--- RECORDS Enclosed Below ---

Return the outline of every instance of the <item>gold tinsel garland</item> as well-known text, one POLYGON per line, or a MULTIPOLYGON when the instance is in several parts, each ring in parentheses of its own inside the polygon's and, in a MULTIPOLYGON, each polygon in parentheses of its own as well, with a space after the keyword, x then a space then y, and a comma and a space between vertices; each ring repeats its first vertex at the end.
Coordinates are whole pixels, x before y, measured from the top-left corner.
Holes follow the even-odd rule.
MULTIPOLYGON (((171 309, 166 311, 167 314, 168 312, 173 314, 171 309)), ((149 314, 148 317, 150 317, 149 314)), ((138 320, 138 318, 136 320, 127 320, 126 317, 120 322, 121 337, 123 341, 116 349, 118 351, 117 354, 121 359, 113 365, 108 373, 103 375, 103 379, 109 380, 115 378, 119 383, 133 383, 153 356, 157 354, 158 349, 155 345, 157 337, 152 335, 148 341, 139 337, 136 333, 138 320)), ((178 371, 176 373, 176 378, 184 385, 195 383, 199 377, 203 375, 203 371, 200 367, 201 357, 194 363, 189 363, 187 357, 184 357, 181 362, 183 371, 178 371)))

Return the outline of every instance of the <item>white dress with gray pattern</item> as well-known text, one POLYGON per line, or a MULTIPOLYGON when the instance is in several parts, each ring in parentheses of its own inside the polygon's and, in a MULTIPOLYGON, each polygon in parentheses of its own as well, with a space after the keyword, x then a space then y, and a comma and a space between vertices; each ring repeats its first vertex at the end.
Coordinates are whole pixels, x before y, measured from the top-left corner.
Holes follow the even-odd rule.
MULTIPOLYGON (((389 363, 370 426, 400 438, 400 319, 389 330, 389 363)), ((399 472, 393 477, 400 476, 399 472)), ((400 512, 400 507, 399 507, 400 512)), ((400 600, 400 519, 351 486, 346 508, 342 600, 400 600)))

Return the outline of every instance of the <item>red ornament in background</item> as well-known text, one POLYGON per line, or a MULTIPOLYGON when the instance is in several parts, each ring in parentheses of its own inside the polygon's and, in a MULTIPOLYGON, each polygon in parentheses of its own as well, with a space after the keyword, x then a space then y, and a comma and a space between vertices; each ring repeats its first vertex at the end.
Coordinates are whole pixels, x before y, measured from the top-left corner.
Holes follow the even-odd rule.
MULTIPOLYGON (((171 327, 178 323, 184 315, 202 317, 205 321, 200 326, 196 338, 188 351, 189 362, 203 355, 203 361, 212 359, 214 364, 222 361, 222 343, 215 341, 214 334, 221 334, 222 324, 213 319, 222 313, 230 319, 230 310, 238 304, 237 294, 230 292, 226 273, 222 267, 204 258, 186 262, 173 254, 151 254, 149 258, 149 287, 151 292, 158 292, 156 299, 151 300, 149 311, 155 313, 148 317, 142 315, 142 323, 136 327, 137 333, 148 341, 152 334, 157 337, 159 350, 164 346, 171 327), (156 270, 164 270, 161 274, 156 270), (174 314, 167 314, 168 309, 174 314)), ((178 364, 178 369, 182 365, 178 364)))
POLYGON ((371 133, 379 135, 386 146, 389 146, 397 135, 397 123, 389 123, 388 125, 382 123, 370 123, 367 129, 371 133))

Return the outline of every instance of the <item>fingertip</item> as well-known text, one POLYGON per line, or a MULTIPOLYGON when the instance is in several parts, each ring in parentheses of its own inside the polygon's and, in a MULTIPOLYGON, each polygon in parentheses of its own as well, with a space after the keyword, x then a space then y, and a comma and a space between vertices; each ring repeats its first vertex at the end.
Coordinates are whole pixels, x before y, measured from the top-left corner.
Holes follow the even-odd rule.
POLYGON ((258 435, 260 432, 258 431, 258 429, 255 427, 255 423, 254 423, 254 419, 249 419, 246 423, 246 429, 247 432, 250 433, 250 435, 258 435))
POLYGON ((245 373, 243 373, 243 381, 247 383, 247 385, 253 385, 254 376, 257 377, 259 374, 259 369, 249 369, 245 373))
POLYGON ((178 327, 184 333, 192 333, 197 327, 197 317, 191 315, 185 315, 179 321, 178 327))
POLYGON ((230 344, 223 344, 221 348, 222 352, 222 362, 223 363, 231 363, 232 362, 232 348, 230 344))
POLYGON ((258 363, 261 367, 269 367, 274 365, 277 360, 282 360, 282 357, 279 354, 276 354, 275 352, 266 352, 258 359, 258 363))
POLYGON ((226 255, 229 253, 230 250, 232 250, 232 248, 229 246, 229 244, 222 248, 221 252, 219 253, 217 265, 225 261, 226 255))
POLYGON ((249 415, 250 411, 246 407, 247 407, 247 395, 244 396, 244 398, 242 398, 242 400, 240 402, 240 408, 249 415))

--- End of Enclosed RECORDS ---

DIRECTIONS: Please output the entire listing exactly as it stands.

PROBLEM SOLUTION:
Return the outline of every instance of the <item>gold tinsel garland</item> as well-known text, one POLYGON per line, or a MULTIPOLYGON when the instance is in several parts, each ring in parentheses of its own inside the polygon's and, in a MULTIPOLYGON, each polygon in parentheses of its own as well, with a space after the keyword, x then a space then y, and a comma and a space between vertices; each ring repeats its first vertex at the end.
Coordinates are whole pixels, x before y, measured from the top-left corner.
Holes follow the even-odd rule.
MULTIPOLYGON (((171 309, 166 311, 167 314, 168 312, 173 314, 171 309)), ((149 314, 148 317, 150 317, 149 314)), ((138 320, 138 318, 136 320, 127 320, 126 317, 120 322, 121 337, 123 341, 116 349, 118 351, 117 354, 121 359, 113 365, 108 373, 103 375, 103 379, 109 380, 115 378, 119 383, 133 383, 153 356, 157 354, 158 349, 155 345, 157 337, 152 335, 148 341, 139 337, 136 333, 138 320)), ((178 371, 176 373, 176 378, 184 385, 195 383, 199 377, 203 375, 203 371, 200 367, 201 357, 194 363, 189 363, 187 357, 184 357, 181 362, 183 371, 178 371)))

Return the outline of every instance of the <item>white dress with gray pattern</item> as well-known text, one POLYGON per line, or a MULTIPOLYGON when the instance is in several parts, each ring in parentheses of its own inside the polygon's and, in a MULTIPOLYGON, each polygon in parentheses of its own as well, with a space after the keyword, x then a space then y, and a comma and a space between vertices; each ring repeats its first vertex at the end.
Coordinates are whole pixels, x before y, measured from the top-left corner.
Holes follow the even-odd rule.
MULTIPOLYGON (((389 363, 370 426, 400 438, 400 319, 389 330, 389 363)), ((399 472, 393 477, 400 476, 399 472)), ((400 512, 400 507, 399 507, 400 512)), ((400 600, 400 519, 351 486, 346 508, 342 600, 400 600)))

Return the outline of every instance of the <item>red ornament in background</item> as well-known text, one POLYGON per line, or a MULTIPOLYGON when the instance is in several parts, each ring in parentheses of its own inside the polygon's and, in a MULTIPOLYGON, each polygon in parentheses of its own as well, with a space after the keyword, x then a space then y, and a comma and a space between vertices; each ring repeats its first vertex at the end.
Coordinates are whole pixels, x before y, measured from the top-left corner.
Holes follow the even-odd rule.
MULTIPOLYGON (((171 327, 178 323, 184 315, 202 317, 205 321, 200 326, 196 338, 188 351, 189 362, 203 355, 203 361, 212 359, 214 364, 222 361, 222 343, 215 341, 214 334, 221 334, 222 324, 213 319, 222 313, 230 319, 230 310, 238 304, 237 294, 230 292, 226 273, 222 267, 204 258, 186 262, 173 254, 151 254, 149 258, 149 287, 151 292, 158 292, 156 299, 151 300, 149 311, 155 313, 148 317, 142 315, 142 323, 136 327, 137 333, 148 341, 152 334, 157 337, 159 350, 164 346, 171 327), (156 270, 164 270, 161 274, 156 270), (174 314, 167 314, 168 309, 174 314)), ((178 364, 178 369, 182 365, 178 364)))
POLYGON ((371 133, 379 135, 386 146, 389 146, 397 135, 397 123, 389 123, 388 125, 382 123, 370 123, 367 129, 371 133))

Return the outline of every instance of the <item>fingertip</item> as well-known text, one POLYGON per line, or a MULTIPOLYGON when the instance is in several parts, each ring in parentheses of its own inside the polygon's and, in a MULTIPOLYGON, each polygon in parentheses of its own as well, with a space after the keyword, x then a space then y, and a comma and a space between vertices; each ring repeats its first vertex at the end.
Coordinates are whole pixels, x before y, measured from the top-left corner.
Holes follow the even-odd rule.
POLYGON ((258 435, 260 432, 258 431, 258 429, 255 427, 255 423, 254 423, 254 419, 249 419, 246 423, 246 429, 247 432, 250 433, 250 435, 258 435))
POLYGON ((245 373, 243 373, 243 381, 247 383, 247 385, 253 385, 254 376, 257 377, 259 374, 259 369, 249 369, 245 373))
POLYGON ((178 327, 184 333, 192 333, 197 327, 197 317, 191 315, 185 315, 179 321, 178 327))
POLYGON ((230 344, 223 344, 221 348, 222 352, 222 362, 223 363, 231 363, 232 362, 232 348, 230 344))
POLYGON ((258 363, 261 367, 269 367, 274 365, 277 360, 282 360, 282 357, 279 354, 276 354, 275 352, 266 352, 258 359, 258 363))
POLYGON ((226 255, 229 253, 230 250, 232 250, 232 248, 229 246, 229 244, 222 248, 221 252, 219 253, 217 265, 225 261, 226 255))
POLYGON ((249 415, 250 411, 246 407, 247 407, 247 395, 244 396, 244 398, 242 398, 242 400, 240 402, 240 408, 249 415))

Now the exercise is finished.